[What you will do]
1 – Rewrite the part of the article on plant-based diets for children that opens with the words containing "in Health/Parenthood by" and closes with "to growing children.", replacing "nutritional approach" with "way of eating".
2 – List the foods that the article on plant-based diets for children names as other sources of calcium and vitamin D.
3 – Continue the article on plant-based diets for children from where it stops.
[Extract to read — start]
Can Kids Go Plant Based?

Can Kids Go Plant Based?

in Health/Parenthood by

If you follow a vegan or plant based diet yourself, you might consider having your kids do the same, but you’re probably also curious to find out the pros and cons of this nutritional approach when applied to growing children.

Whether you are an advocate of a plant based diet for children or not, most of our children do need to take in more fruits, veggies, and wholegrains. The more natural colors they consume in their diet, the more varied the nutrients they receive will be. It’s important that half of your child’s plate consists of colorful fruits and veggies at every meal. Encouraging them to snack on nuts instead of a bag of crisps will also be much more beneficial for their health, as will changing their white toast to baladi or wholegrain bread.

That being said, there can be serious implications to them eating a strictly plant based diet if it is not done correctly (preferably with the help of a professional). For example, if the elimination of dairy is not balanced with other sources of calcium and vitamin D (such as leafy greens, nuts, and tahini), you could be putting your child at risk of bone deficiencies.

Growing children also need high levels of protein to cater for the growth of every cell in their body. It’s vital that you are meeting their requirements with plant based sources of protein. Variety is key, as different plant proteins contain some, but not all, of the essential amino acids, unlike animal proteins which contain all the essential amino acids your child needs. So, if your child only eats one type of bean all the time, they would not be receiving adequate protein no matter how much of it they eat.
[Extract to read — finish]
[Provided data — start]
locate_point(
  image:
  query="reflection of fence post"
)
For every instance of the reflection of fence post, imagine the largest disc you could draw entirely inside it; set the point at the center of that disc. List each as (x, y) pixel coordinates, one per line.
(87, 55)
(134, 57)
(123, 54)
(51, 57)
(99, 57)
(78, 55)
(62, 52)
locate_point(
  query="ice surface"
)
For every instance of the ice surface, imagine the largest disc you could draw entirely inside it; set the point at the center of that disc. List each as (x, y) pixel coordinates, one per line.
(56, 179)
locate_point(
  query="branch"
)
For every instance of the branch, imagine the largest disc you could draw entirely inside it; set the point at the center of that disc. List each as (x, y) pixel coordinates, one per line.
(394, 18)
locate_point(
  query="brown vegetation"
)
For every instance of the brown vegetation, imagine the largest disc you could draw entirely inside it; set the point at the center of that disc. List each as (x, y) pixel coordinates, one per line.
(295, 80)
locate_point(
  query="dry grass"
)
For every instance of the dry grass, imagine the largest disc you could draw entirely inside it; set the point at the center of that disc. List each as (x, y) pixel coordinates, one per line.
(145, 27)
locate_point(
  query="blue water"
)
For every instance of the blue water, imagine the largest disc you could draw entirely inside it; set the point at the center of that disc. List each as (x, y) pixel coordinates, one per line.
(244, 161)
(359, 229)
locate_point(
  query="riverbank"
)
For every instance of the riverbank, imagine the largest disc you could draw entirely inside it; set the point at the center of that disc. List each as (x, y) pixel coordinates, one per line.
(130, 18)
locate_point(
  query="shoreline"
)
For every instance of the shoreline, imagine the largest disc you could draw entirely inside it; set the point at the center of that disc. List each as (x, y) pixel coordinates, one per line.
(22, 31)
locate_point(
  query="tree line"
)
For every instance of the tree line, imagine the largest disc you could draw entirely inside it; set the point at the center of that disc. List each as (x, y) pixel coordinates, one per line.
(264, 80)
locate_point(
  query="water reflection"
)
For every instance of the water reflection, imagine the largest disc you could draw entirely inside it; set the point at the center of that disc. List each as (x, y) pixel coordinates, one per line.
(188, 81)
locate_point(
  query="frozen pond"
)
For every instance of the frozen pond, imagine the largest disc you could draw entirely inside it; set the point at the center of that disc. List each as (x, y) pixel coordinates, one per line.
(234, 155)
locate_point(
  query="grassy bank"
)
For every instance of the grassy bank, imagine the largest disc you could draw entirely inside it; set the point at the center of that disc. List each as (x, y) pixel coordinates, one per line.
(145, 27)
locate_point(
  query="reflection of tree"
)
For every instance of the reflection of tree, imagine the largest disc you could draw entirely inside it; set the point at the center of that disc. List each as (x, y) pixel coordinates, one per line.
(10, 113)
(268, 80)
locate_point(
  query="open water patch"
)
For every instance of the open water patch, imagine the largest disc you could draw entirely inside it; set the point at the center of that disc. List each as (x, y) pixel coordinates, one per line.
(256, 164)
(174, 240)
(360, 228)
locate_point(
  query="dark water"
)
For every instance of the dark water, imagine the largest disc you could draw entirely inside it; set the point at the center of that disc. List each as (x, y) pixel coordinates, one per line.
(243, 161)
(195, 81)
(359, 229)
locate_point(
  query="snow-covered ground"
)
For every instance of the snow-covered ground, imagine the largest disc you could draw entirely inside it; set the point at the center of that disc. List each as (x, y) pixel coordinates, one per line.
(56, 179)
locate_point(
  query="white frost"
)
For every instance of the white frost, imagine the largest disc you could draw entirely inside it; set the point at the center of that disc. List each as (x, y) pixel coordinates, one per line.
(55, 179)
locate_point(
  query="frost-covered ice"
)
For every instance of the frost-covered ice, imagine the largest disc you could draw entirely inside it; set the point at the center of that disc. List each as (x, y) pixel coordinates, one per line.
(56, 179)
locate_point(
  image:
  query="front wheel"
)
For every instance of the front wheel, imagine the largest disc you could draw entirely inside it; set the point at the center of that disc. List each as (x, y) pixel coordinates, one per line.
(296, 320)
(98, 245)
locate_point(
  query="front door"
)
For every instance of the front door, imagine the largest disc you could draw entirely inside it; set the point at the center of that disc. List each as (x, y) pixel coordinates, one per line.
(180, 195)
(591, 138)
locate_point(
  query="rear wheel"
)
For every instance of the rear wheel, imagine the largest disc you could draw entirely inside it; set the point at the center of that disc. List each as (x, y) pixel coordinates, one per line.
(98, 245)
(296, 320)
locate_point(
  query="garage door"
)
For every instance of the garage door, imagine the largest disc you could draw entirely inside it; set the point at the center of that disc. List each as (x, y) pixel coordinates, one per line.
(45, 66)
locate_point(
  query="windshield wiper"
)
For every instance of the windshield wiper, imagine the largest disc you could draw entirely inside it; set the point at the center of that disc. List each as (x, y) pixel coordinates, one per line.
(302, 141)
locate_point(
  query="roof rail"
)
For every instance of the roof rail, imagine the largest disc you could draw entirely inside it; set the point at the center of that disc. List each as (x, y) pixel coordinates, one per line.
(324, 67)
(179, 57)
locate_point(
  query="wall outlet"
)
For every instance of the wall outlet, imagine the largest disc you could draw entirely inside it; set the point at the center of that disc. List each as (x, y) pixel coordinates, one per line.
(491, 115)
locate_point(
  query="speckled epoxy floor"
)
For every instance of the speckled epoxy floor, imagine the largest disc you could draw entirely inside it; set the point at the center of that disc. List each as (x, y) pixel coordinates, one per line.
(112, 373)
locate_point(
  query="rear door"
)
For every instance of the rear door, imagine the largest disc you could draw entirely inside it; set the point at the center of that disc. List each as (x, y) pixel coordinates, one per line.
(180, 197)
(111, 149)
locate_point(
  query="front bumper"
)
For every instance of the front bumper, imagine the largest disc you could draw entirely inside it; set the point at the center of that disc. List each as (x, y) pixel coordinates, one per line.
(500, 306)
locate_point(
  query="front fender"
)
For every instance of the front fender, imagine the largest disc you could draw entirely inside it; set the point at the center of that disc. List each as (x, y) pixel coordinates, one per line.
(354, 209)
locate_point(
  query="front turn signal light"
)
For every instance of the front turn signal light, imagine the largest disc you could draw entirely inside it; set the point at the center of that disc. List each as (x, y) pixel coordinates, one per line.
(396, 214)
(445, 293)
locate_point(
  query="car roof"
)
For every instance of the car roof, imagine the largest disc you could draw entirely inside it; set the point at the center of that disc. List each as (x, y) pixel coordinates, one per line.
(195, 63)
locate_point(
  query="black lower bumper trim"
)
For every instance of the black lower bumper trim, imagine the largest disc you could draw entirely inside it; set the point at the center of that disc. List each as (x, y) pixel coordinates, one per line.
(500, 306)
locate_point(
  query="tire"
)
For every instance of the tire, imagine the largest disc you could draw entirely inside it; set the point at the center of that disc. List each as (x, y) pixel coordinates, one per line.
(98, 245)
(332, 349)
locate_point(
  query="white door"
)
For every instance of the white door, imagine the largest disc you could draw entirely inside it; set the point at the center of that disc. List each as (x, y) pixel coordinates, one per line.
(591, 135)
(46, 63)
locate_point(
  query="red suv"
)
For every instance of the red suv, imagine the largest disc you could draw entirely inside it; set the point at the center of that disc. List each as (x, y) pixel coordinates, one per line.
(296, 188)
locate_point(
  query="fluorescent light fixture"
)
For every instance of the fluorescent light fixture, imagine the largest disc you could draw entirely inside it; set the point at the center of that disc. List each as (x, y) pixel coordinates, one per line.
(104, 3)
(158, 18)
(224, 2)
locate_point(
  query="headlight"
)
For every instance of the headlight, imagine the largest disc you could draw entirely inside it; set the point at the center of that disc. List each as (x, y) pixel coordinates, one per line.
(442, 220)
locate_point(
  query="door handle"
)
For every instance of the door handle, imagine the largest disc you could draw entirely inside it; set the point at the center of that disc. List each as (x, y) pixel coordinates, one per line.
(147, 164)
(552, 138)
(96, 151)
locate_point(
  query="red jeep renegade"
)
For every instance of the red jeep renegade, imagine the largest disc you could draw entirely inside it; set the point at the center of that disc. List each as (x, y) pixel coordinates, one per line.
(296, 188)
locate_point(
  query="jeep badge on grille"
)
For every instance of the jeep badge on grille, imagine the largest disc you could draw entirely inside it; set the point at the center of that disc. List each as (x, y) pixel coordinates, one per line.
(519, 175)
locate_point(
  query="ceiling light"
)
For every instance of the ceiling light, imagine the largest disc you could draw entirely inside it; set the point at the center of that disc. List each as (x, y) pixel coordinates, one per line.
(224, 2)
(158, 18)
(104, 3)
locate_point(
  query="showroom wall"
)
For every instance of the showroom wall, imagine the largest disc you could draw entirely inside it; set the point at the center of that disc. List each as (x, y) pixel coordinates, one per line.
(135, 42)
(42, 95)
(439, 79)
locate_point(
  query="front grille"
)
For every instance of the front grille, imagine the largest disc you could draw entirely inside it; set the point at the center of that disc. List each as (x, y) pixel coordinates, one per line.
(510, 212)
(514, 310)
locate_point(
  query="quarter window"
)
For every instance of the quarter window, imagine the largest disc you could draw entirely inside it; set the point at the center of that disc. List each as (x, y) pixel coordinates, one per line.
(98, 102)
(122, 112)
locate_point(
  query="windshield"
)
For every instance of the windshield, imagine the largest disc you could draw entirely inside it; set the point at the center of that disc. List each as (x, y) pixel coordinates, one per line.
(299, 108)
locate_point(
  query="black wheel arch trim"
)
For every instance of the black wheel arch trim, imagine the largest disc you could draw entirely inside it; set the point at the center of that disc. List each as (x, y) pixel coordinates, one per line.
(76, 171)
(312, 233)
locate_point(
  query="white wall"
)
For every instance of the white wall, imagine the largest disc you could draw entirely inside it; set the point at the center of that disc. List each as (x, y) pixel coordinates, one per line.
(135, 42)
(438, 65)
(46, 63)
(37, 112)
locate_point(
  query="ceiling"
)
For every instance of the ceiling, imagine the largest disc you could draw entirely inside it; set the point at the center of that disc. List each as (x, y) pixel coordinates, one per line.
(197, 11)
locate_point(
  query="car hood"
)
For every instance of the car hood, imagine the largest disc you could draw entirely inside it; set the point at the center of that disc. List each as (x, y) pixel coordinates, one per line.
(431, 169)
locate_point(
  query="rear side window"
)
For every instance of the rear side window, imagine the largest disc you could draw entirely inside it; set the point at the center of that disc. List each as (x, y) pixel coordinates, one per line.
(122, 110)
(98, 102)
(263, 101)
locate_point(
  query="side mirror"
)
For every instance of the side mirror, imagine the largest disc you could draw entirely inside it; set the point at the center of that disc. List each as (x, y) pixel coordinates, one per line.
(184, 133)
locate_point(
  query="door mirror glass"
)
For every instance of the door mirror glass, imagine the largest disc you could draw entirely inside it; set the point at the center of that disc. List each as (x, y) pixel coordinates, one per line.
[Provided data — finish]
[Provided data — start]
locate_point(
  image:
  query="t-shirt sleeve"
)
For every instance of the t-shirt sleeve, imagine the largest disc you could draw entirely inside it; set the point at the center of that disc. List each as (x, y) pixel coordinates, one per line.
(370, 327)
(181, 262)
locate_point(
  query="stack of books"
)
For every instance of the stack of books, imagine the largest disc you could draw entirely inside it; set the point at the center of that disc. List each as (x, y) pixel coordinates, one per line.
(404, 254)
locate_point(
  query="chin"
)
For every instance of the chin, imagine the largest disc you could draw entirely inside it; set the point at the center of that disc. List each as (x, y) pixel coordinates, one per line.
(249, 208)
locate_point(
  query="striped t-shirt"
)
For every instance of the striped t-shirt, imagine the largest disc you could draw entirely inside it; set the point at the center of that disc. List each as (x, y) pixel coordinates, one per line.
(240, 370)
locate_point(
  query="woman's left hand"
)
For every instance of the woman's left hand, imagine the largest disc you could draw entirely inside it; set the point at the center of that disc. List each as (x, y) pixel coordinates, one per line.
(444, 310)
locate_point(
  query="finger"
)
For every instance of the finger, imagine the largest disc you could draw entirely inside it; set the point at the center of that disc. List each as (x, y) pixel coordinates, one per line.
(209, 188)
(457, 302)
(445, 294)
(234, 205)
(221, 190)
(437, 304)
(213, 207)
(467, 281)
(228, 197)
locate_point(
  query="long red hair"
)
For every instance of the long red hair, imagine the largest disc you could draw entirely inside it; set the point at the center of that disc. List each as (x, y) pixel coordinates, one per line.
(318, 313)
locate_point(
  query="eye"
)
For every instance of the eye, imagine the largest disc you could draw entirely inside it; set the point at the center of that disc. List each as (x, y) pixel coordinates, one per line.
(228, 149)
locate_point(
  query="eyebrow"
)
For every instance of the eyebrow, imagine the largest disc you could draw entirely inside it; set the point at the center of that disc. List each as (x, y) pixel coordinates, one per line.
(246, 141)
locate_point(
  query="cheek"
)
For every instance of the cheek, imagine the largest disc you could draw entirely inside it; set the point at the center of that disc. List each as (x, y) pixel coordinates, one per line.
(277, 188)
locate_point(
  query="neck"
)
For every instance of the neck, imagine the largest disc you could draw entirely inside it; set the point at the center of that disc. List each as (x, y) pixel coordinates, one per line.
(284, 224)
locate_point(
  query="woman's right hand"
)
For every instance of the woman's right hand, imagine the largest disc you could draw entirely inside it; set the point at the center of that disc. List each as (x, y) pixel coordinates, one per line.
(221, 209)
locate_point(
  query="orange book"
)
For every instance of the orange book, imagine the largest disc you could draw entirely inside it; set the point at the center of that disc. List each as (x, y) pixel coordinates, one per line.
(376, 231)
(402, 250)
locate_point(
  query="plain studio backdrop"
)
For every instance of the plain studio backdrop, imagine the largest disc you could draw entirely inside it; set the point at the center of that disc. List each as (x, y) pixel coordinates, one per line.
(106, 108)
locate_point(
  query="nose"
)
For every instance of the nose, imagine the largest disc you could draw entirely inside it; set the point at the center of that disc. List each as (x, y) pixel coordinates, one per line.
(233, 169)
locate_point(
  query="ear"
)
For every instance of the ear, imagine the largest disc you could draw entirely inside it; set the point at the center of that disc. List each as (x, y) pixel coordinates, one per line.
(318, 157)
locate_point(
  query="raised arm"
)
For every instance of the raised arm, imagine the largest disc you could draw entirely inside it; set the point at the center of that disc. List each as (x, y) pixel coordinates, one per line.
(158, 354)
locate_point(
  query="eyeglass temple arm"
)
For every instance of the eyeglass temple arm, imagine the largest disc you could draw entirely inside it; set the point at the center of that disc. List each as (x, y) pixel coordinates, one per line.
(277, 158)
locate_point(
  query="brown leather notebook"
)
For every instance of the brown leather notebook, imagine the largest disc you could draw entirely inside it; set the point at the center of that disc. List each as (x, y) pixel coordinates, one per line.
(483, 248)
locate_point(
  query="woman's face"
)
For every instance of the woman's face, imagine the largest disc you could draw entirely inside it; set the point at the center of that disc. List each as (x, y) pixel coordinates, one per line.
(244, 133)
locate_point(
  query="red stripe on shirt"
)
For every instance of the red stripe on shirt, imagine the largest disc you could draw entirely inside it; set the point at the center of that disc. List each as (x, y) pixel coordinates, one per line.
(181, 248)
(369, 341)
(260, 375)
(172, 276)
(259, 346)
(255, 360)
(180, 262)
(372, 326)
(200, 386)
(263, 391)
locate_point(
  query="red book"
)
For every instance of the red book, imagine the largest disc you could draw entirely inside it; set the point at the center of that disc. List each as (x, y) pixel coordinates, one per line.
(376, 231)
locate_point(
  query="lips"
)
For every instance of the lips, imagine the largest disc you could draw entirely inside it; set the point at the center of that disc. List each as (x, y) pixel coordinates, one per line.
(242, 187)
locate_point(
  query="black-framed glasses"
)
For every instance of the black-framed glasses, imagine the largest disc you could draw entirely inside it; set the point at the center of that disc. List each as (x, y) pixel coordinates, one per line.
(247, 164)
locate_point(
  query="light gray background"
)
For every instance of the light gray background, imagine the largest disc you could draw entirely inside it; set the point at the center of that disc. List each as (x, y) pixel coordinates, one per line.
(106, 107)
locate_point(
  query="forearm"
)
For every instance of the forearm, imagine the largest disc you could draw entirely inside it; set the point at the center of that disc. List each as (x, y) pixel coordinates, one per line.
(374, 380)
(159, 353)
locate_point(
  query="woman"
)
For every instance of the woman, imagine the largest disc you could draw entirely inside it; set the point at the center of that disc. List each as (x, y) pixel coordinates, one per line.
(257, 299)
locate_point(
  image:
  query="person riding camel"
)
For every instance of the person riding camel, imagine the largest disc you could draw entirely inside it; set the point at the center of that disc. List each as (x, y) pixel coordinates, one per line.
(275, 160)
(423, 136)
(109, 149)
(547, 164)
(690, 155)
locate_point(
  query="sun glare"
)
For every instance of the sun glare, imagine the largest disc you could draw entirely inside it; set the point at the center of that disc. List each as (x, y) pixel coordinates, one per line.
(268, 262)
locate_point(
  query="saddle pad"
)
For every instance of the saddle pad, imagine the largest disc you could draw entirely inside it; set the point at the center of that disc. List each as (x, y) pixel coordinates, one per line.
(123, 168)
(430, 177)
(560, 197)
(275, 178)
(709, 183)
[Provided data — finish]
[Provided data — start]
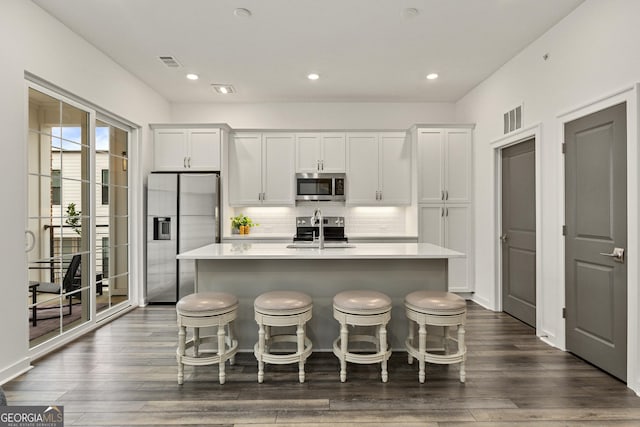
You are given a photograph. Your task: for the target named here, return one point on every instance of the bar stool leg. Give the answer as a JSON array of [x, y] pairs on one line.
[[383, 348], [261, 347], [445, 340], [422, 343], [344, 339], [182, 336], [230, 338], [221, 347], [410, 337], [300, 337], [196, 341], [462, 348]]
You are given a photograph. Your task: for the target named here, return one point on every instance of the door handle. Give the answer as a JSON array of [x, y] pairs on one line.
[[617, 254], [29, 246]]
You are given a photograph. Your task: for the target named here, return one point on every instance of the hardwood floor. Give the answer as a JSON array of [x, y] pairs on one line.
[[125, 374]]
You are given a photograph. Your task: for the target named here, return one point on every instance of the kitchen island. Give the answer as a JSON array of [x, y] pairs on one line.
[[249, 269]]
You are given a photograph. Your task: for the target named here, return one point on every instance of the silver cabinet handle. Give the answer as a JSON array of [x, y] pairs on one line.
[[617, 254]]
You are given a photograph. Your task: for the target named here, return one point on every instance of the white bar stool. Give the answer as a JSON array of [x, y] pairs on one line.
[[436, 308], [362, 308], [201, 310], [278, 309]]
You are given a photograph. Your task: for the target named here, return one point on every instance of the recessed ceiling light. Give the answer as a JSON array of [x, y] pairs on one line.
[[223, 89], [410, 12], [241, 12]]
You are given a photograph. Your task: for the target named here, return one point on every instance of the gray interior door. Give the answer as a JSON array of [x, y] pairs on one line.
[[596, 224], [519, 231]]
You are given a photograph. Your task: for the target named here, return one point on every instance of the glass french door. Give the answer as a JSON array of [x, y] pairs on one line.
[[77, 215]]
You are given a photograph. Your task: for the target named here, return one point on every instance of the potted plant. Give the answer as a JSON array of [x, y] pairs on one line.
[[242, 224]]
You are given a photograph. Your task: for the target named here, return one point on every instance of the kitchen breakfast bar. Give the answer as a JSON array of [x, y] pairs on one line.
[Provided data — finish]
[Responses to the tasks]
1 –
in Health/Parenthood by

If you follow a vegan or plant based diet yourself, you might consider having your kids do the same, but you’re probably also curious to find out the pros and cons of this way of eating when applied to growing children.

2 – leafy greens, nuts, tahini

3 –
Iron is another nutrient that you need to watch out for if they are eating plant based. Children under five and girls around the age of puberty are particularly susceptible to such deficiencies, as that is when their bodies require adequate levels of iron the most.

We believe that moderation is key at The Daily Crisp, and applying the basics of a healthy plant based diet most of the time while feeding your children a little animal products every now and then is currently considered the healthiest approach. That way, they would be getting the benefits of healthful plant based foods whilst also meeting their requirements from limited animal products, and not be put in the situation of having to take supplements. Applying a very strict diet to children can sometimes have the opposite effect to what you want, where they end up wanting to try every unhealthy food they come across as soon as they get the chance to make their own food choices!

In conclusion, it is not impossible for your child to eat a plant based diet, but you need to pay very close attention to their requirements and always consult with a Nutritionist to help ensure that your child is not experiencing any deficiencies in their nutrition.